* Brief *
Starting at the line containing "target: snow covered bush" and continuing through the end of the listing, rewrite those lines with "even-odd" swapped for "nonzero" and nothing else changed.

#####

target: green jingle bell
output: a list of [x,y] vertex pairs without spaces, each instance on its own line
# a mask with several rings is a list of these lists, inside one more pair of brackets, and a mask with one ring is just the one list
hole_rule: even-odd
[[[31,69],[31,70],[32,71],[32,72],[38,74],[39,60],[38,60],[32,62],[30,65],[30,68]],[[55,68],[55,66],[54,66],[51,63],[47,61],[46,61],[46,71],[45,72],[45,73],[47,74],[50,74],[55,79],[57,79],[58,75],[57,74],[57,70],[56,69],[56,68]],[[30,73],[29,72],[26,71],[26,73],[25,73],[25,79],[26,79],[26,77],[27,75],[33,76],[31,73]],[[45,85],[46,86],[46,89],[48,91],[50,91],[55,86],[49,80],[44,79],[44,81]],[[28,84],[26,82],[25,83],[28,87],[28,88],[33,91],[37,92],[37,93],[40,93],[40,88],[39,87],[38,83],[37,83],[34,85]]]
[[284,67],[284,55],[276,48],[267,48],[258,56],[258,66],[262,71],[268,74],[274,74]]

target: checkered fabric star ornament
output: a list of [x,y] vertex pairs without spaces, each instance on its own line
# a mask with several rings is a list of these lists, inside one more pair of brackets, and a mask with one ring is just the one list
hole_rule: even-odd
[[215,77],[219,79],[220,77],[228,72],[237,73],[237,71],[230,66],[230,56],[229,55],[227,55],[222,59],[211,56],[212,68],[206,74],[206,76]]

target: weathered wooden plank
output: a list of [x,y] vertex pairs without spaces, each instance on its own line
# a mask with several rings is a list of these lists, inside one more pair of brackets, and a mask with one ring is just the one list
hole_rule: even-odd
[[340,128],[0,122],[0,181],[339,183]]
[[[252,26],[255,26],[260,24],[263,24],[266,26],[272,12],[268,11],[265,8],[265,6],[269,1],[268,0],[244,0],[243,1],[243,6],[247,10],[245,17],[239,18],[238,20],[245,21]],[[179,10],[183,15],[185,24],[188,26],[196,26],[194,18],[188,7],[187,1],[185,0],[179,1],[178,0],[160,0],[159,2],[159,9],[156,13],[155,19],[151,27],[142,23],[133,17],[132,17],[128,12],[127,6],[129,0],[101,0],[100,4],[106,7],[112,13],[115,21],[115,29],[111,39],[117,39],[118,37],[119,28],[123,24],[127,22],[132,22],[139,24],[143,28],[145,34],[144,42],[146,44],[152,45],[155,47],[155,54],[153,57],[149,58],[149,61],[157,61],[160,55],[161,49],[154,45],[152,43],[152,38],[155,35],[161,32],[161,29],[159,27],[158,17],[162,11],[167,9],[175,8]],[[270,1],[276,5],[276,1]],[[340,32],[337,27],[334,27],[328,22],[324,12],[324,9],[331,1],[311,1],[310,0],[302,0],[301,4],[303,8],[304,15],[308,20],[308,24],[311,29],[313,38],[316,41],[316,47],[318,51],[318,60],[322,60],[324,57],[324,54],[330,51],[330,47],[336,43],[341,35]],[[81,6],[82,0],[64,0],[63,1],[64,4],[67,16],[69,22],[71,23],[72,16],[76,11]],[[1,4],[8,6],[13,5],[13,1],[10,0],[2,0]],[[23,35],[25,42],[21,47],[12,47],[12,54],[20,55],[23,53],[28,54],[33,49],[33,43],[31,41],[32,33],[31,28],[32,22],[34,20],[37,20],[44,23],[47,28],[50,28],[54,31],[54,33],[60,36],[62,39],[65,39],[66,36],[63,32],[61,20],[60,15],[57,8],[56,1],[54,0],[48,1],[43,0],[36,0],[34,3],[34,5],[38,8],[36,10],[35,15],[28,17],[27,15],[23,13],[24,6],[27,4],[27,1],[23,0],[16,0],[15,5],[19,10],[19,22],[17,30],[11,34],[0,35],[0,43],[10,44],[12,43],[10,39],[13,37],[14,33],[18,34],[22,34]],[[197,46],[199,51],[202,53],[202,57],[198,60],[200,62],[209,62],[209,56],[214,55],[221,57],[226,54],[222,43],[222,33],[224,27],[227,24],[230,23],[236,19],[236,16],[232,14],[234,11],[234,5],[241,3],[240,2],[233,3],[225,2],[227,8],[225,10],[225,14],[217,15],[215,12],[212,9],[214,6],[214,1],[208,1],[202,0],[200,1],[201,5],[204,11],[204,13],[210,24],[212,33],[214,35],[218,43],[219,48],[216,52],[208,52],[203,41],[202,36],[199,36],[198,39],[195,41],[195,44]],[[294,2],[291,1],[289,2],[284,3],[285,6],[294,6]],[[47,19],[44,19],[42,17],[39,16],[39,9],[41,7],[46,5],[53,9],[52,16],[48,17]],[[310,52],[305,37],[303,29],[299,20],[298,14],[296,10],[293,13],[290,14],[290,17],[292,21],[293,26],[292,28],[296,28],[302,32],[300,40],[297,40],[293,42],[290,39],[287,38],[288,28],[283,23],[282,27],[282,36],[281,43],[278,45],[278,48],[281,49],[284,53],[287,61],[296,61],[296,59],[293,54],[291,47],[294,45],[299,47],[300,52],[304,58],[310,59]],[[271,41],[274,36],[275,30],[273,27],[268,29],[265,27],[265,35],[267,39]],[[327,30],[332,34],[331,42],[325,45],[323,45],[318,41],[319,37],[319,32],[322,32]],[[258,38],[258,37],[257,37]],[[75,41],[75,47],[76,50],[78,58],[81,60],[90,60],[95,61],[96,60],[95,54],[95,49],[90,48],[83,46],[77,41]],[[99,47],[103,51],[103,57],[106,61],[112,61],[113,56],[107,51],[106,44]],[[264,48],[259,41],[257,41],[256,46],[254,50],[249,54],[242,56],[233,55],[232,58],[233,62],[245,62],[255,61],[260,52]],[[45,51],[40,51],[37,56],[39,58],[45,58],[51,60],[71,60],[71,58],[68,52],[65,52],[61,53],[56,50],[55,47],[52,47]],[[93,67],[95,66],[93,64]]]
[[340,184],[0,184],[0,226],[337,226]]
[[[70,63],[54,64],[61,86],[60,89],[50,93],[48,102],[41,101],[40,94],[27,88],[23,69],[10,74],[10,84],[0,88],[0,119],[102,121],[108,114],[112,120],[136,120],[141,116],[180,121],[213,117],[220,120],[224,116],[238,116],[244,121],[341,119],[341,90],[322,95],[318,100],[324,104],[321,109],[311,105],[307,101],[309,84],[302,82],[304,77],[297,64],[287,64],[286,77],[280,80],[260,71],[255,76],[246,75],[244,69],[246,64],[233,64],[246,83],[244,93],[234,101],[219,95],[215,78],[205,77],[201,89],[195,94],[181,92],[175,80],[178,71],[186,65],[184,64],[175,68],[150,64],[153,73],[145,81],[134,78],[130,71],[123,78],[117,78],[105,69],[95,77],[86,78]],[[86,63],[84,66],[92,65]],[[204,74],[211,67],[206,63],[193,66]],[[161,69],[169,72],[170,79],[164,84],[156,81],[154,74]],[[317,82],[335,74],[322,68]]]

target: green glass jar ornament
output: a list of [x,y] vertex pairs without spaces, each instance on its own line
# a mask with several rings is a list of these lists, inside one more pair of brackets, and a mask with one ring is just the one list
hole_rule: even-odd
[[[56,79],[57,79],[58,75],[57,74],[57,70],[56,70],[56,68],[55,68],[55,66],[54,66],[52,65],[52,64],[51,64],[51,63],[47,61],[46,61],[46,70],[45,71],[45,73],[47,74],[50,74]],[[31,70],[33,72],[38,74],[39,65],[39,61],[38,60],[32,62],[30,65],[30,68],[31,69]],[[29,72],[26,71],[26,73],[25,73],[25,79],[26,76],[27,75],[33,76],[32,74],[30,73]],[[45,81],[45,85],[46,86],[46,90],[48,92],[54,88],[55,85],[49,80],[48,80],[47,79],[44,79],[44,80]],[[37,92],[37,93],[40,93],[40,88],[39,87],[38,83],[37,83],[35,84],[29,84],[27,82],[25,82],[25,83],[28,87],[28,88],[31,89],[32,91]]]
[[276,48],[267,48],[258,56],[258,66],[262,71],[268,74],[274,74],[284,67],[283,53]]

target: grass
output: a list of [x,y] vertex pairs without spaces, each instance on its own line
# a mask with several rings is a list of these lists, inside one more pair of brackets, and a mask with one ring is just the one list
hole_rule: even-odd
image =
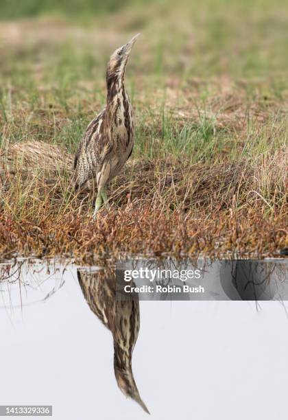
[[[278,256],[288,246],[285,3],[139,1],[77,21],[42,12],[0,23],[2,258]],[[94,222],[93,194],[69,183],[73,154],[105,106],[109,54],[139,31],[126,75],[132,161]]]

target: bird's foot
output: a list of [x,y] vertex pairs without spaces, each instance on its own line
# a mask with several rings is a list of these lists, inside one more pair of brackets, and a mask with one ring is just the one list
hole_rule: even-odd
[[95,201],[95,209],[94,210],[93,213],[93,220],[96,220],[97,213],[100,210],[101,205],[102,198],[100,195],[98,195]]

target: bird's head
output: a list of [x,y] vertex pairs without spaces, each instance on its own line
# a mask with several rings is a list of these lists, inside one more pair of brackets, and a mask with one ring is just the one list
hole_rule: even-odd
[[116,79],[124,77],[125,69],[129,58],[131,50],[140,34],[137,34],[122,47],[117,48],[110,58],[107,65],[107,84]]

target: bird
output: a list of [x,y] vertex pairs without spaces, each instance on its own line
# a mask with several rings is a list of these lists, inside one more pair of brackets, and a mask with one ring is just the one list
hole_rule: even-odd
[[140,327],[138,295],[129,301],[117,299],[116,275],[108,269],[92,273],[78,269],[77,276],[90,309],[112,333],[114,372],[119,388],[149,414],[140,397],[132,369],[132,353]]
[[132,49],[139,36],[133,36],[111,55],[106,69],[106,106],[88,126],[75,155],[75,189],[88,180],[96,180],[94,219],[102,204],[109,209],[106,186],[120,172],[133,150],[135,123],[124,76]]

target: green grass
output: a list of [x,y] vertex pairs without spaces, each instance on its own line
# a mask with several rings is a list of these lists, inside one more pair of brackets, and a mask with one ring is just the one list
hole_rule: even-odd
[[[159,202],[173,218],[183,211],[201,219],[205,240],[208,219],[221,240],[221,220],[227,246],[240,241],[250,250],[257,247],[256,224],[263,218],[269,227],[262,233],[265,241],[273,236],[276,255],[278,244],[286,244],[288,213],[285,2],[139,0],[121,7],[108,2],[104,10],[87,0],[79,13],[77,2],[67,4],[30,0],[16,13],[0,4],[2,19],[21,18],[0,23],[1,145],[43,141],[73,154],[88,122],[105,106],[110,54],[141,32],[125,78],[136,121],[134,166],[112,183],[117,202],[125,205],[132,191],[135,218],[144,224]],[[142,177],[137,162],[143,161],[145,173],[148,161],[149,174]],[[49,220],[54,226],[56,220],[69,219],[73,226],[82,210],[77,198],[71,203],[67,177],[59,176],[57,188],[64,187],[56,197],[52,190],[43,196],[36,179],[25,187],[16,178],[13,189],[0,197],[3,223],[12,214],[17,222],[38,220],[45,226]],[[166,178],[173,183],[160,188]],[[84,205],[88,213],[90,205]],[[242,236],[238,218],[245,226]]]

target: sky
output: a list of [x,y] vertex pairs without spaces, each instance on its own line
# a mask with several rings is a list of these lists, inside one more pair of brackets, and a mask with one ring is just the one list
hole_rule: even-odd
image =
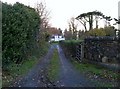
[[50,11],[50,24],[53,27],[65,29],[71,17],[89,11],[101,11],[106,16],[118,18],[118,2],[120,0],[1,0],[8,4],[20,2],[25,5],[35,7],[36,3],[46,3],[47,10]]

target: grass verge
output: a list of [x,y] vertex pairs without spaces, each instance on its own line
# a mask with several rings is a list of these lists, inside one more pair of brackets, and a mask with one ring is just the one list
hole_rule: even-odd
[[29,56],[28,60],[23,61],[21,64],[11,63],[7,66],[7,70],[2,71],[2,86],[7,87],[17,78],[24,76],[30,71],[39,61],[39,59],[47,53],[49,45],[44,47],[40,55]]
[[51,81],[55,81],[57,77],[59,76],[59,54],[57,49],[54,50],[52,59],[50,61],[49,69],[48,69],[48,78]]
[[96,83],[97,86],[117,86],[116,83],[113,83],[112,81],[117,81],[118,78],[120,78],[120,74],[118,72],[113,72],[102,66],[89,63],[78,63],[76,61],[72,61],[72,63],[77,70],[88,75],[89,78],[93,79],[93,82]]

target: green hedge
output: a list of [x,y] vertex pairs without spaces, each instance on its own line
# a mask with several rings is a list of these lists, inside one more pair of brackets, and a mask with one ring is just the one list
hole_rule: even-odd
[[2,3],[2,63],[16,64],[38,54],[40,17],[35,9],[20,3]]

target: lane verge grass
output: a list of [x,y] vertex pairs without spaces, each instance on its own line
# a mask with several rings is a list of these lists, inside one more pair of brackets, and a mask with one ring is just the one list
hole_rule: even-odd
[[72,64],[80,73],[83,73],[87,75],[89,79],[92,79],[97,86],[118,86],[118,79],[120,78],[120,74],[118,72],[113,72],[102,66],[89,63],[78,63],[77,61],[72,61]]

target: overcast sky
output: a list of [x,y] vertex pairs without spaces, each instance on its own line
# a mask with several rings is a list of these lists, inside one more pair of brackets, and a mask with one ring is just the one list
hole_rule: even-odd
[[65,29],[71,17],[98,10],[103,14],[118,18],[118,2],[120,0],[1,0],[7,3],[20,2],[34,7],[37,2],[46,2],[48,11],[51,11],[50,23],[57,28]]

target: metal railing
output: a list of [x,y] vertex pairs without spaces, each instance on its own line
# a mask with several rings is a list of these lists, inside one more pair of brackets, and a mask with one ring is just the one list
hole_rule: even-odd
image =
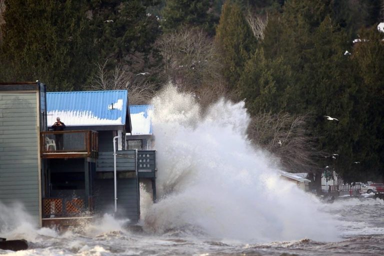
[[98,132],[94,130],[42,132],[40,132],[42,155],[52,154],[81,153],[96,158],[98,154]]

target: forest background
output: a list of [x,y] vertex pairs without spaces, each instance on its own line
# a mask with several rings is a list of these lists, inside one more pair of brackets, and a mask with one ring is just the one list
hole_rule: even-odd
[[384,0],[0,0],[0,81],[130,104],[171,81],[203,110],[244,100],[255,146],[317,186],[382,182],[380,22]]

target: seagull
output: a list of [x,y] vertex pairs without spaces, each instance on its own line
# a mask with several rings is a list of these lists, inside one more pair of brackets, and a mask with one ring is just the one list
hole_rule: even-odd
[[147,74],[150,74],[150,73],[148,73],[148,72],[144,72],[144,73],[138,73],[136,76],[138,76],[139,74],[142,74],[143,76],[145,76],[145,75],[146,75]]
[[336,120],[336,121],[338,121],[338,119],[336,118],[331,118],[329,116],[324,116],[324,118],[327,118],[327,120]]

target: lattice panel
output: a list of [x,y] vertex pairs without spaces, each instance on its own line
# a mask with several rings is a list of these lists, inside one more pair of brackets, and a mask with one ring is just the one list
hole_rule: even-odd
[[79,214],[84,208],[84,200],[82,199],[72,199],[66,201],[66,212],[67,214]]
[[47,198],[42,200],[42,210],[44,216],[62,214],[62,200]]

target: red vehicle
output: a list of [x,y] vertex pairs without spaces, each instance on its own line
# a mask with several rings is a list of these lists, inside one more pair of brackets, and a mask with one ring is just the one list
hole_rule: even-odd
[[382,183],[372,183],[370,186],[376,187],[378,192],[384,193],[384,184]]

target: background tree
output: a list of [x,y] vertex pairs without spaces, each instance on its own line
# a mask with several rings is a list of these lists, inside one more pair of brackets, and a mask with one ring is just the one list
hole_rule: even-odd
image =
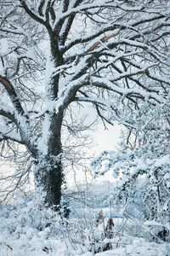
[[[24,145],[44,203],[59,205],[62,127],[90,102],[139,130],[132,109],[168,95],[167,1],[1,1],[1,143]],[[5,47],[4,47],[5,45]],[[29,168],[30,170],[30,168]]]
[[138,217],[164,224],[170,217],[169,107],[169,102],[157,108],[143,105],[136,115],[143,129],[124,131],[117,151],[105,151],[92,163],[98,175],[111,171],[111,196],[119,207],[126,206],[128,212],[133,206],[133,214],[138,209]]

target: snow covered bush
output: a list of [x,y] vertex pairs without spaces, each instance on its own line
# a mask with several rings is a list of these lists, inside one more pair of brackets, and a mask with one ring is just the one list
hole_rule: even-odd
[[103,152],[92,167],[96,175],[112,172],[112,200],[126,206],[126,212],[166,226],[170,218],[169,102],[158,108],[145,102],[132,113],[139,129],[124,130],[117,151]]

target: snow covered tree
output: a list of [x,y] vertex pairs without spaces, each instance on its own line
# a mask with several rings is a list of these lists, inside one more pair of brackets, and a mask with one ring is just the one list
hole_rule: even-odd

#####

* Correct result *
target: snow covered bush
output: a list of [x,y] vertex pairs without spaces, each instance on its own line
# a mask with several rings is a list of these lists, inside one more pair of brackets, and a mask with one ring is just the one list
hole_rule: nonzero
[[103,152],[92,167],[96,175],[112,172],[112,200],[126,206],[126,212],[166,226],[170,218],[169,102],[158,108],[145,102],[132,113],[139,129],[124,130],[117,151]]

target: snow covered tree
output: a list of [x,y] vertex pairs without spaces, each instance on its own line
# a mask with several rings is a list of these lists, inside one more pair of brackets, and a mask with one ring is just the one list
hole_rule: nonzero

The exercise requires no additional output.